◆ THE INPUT ◆
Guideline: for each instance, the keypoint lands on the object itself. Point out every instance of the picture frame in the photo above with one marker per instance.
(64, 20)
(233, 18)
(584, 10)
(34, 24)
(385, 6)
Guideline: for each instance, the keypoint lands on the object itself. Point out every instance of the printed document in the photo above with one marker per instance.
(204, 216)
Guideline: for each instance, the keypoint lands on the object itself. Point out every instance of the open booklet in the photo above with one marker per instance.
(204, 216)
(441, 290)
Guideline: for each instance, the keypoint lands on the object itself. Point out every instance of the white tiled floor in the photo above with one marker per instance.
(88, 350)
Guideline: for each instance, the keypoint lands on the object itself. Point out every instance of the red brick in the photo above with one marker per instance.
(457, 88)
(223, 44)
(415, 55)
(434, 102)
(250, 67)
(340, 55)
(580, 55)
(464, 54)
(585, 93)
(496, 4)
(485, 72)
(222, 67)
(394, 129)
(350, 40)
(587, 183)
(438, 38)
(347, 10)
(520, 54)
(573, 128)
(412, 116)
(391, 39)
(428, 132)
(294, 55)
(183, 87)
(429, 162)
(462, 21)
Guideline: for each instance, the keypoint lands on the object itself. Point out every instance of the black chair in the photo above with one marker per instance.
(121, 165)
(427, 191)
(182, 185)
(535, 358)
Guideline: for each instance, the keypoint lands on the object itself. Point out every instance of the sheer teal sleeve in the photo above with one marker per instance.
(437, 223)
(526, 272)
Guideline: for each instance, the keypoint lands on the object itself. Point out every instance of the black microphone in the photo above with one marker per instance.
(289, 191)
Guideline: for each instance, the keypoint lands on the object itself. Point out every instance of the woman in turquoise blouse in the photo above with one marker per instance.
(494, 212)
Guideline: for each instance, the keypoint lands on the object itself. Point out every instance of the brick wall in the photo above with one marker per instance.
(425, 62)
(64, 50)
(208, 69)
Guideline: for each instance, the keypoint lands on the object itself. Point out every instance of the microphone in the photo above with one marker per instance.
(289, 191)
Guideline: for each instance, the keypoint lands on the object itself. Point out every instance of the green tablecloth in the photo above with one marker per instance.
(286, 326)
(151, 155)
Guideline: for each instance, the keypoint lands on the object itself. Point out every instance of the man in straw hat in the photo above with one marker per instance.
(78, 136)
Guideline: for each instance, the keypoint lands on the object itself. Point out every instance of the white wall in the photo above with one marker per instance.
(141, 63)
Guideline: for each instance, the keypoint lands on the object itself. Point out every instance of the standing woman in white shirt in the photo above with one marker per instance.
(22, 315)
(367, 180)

◆ TASK OBJECTIVE ◆
Can you arrange the rows as a JSON list of strings, one string per line and no blank lines, starting at the line containing "of the woman" and running through the final row?

◆ EXPECTED OUTPUT ◆
[
  "Guideline: for each instance, the keypoint lands on the object itself. Point out every instance of the woman in turquoise blouse in the photo above with one marker per instance.",
  "(494, 212)",
  "Guideline: for each instance, the keypoint lands on the object itself. Point out every instance of the brick wall in the photo above with one marker per instance.",
  "(425, 62)",
  "(64, 50)",
  "(208, 69)",
  "Guideline: for each instance, the keypoint lands on the object itself. Point out every instance of the microphone in the photo above with one marker per instance.",
  "(289, 191)",
  "Guideline: for each instance, the keypoint lands on the object itself. Point out every instance of the green tablecloth in the photo above with one marker per instance.",
  "(286, 326)",
  "(151, 155)",
  "Guideline: for each instance, the keypoint lands on the object itself. Point out every instance of the man in straw hat in the photo above with one marker per instance.",
  "(78, 136)",
  "Guideline: for each instance, the keypoint lands on the object itself. Point out every instance of the white wall in the photo above with one marker per instance.",
  "(141, 63)",
  "Guideline: for each instance, the keypoint lands on the object itself. Point out every instance of the standing woman in white shirt in the photo above with one marker per instance.",
  "(22, 315)",
  "(367, 180)"
]